OBJECTIVE
List every line of the records that contains the string "target", copying each line in full. Case counts.

▼

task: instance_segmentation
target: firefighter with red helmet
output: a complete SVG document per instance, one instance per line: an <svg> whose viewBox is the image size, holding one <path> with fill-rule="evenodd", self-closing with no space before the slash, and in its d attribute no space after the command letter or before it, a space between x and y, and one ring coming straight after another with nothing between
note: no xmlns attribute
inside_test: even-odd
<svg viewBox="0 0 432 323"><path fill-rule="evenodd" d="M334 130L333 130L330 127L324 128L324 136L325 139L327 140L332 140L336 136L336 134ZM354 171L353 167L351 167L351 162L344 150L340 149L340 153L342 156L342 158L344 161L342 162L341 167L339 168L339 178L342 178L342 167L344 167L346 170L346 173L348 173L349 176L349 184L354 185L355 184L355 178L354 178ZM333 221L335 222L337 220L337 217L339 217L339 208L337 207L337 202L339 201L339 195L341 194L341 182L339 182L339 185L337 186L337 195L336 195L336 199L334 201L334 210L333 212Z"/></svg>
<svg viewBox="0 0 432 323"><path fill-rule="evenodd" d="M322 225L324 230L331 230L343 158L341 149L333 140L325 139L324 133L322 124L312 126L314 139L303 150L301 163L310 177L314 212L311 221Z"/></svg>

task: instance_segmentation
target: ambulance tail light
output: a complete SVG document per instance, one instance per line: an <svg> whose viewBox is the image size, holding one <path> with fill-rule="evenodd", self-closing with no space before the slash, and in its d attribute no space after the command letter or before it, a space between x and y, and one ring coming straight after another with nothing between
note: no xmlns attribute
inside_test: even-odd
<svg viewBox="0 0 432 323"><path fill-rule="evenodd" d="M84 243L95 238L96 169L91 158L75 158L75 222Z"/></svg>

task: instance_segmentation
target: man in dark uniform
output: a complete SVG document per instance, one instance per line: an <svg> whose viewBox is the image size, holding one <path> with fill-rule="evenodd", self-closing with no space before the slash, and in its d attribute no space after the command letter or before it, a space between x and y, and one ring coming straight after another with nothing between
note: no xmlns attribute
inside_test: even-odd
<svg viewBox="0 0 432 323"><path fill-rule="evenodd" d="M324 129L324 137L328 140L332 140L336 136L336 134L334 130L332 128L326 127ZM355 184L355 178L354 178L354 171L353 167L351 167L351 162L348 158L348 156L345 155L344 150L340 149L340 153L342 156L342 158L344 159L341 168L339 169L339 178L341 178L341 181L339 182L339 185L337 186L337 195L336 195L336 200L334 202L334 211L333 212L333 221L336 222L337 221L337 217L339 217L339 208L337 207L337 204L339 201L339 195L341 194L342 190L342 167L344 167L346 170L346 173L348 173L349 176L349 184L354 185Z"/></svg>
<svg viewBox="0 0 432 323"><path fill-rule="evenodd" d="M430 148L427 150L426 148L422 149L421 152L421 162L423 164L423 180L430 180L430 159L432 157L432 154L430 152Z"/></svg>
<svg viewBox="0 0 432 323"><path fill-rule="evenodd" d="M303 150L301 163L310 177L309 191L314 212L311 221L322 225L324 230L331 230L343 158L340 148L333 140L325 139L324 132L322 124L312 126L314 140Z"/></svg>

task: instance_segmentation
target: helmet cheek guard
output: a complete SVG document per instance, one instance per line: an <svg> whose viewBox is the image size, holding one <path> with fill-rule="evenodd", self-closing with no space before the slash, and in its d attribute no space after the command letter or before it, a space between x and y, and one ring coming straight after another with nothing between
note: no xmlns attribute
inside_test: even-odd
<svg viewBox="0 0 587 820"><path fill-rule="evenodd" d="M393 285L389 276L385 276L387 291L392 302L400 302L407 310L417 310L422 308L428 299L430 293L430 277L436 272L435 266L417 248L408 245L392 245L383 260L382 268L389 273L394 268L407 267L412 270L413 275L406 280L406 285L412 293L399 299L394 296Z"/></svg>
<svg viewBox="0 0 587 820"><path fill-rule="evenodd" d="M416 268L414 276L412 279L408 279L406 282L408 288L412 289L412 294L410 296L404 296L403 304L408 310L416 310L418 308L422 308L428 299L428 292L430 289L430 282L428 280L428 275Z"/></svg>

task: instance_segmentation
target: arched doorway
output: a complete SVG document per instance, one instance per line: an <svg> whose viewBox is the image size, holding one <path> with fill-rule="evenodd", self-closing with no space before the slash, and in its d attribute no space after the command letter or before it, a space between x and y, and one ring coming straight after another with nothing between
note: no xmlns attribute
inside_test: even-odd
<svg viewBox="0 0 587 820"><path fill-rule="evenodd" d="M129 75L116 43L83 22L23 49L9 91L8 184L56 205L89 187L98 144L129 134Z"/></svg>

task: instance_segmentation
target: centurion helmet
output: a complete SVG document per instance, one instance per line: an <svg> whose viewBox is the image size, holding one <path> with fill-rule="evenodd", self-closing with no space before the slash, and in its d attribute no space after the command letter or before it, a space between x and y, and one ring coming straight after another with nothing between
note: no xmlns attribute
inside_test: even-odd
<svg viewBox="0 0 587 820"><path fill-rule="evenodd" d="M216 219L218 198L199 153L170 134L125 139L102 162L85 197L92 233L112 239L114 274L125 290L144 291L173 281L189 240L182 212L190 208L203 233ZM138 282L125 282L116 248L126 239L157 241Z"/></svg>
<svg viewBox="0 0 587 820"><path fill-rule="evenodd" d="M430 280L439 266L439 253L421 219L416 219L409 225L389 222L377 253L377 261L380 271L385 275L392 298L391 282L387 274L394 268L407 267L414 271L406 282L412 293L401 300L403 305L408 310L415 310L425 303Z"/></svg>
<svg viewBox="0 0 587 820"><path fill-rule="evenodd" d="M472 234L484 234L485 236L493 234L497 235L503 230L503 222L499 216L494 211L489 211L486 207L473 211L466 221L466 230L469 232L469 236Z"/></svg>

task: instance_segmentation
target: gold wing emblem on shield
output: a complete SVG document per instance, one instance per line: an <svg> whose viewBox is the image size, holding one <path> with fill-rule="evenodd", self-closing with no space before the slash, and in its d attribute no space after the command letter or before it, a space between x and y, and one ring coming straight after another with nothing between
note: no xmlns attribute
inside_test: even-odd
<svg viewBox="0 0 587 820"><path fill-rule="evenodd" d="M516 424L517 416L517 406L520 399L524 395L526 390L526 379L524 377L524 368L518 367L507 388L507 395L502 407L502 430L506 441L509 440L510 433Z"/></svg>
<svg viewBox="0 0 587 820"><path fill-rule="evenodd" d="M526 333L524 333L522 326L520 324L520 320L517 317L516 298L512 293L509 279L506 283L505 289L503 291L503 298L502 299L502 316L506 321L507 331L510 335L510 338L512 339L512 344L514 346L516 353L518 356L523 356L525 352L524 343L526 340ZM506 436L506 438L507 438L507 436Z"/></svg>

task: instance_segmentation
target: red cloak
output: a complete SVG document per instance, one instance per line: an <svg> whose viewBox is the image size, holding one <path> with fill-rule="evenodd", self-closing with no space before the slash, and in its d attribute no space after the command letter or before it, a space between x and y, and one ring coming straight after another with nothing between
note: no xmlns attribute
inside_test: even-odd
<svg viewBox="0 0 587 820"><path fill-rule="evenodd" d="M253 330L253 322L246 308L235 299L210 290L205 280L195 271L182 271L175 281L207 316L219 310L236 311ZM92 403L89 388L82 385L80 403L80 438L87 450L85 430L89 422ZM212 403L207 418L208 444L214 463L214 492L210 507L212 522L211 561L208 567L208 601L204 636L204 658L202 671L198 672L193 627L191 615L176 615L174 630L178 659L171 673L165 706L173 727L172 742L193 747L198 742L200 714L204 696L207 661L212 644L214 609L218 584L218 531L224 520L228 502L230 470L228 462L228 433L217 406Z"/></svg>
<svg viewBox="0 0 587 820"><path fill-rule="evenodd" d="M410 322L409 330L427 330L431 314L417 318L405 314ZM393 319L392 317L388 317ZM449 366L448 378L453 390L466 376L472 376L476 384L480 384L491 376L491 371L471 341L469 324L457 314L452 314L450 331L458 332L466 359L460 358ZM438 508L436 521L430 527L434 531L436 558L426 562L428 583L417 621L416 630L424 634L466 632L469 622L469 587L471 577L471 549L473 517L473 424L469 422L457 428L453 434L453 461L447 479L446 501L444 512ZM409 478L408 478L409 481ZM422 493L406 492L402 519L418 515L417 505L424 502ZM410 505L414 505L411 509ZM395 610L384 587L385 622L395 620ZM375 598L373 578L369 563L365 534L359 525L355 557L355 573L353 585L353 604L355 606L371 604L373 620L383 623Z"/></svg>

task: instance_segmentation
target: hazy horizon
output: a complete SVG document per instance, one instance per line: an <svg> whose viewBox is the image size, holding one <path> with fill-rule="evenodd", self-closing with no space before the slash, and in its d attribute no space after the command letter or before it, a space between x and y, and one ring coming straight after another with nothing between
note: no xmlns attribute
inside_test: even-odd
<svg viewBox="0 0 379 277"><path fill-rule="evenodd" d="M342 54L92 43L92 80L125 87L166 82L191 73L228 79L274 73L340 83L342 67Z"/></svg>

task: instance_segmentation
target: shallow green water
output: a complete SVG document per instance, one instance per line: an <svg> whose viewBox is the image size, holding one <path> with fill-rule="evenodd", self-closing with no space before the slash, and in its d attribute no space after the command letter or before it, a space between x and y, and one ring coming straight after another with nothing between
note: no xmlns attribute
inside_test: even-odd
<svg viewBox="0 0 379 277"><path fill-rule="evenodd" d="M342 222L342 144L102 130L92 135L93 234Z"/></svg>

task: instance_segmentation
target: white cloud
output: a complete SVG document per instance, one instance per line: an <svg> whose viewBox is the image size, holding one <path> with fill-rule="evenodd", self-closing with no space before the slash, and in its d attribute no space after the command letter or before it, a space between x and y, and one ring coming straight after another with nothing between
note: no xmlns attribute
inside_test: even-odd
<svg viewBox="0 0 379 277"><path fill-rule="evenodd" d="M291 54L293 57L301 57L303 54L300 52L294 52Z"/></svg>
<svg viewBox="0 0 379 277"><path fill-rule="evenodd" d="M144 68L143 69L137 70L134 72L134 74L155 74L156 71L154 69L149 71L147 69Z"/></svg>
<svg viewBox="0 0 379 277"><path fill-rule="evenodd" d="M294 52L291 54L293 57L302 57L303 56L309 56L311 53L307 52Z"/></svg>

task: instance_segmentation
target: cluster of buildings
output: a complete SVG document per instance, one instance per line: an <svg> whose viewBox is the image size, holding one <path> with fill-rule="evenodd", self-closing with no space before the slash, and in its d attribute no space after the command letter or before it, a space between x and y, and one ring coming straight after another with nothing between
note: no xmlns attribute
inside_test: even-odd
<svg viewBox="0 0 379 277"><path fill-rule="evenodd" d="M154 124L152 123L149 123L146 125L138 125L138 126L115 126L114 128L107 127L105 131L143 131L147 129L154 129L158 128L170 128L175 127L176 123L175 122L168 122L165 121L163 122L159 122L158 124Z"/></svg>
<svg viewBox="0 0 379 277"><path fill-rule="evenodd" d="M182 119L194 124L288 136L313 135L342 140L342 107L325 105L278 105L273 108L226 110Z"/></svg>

▲

RESULT FOR THIS EXERCISE
target: firefighter with red helmet
target: ambulance tail light
target: man in dark uniform
target: helmet cheek guard
target: arched doorway
target: centurion helmet
target: gold wing emblem on shield
target: red cloak
target: hazy horizon
target: shallow green water
target: white cloud
target: cluster of buildings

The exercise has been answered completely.